**Exercise**
State how many lines in the material below contain the string "rear", treating uppercase and lowercase as distinct. Provide only the number.

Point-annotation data

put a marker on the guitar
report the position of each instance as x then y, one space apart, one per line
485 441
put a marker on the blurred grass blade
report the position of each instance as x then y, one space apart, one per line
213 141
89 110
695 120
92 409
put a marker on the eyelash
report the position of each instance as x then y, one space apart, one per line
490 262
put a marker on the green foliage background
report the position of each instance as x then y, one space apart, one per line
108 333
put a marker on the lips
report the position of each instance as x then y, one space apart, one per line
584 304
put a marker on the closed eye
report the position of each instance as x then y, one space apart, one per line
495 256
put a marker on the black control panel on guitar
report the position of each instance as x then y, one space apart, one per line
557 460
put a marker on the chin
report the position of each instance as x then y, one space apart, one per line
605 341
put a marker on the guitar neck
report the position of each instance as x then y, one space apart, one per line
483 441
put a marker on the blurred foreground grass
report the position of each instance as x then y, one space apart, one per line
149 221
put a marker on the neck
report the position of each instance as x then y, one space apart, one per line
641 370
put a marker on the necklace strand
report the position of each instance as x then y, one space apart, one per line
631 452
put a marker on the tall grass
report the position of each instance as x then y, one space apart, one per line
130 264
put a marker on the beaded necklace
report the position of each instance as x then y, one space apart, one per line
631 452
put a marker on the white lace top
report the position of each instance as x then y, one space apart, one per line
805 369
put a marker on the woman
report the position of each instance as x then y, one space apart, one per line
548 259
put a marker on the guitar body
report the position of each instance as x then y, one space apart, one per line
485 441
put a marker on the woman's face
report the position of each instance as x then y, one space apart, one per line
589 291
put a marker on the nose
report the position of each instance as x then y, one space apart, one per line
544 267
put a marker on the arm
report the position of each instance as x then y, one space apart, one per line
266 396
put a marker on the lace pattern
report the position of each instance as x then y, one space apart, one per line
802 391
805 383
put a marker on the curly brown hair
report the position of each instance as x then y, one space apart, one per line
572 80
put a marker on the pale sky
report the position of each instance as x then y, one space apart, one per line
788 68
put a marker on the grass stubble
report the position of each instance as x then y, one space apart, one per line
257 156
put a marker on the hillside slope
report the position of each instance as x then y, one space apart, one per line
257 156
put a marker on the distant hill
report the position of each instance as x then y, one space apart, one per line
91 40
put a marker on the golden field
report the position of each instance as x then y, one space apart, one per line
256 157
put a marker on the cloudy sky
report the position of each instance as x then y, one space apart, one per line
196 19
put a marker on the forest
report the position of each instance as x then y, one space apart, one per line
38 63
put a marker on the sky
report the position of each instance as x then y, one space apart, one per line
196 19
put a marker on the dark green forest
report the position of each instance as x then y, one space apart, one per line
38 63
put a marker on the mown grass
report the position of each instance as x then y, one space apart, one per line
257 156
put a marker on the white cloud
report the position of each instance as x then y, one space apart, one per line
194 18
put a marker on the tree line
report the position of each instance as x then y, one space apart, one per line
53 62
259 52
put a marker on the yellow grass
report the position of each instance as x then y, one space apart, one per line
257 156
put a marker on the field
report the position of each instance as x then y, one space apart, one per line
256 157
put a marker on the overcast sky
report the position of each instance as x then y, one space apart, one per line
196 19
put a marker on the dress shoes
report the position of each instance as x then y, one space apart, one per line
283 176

* * *

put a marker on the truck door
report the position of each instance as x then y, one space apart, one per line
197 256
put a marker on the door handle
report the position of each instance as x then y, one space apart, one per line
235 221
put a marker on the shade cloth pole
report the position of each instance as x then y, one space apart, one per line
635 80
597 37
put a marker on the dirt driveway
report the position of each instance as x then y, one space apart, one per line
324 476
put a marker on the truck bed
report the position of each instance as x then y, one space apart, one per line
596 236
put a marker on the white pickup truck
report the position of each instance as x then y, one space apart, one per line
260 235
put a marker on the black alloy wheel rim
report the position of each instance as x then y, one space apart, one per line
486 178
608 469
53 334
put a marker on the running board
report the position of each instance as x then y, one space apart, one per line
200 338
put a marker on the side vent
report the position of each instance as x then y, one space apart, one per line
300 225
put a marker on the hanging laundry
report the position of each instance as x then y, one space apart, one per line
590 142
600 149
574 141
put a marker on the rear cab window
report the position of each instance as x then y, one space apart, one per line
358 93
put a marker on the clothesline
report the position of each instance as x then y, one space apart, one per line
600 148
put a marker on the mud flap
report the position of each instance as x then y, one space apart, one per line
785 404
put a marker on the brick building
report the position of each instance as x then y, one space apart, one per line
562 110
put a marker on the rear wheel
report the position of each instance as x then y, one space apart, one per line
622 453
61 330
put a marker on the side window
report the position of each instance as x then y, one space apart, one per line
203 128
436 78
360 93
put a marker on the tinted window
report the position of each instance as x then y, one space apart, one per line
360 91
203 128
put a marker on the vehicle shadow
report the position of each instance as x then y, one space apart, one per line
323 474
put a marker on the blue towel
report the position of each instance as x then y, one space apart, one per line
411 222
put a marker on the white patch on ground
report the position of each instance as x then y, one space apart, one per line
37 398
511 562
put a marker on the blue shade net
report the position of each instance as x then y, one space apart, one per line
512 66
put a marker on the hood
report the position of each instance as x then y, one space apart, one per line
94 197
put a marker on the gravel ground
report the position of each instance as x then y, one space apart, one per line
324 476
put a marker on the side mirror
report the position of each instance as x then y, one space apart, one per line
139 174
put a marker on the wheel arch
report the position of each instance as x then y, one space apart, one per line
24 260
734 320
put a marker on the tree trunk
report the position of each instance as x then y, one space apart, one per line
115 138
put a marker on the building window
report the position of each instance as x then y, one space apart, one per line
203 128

**Output**
2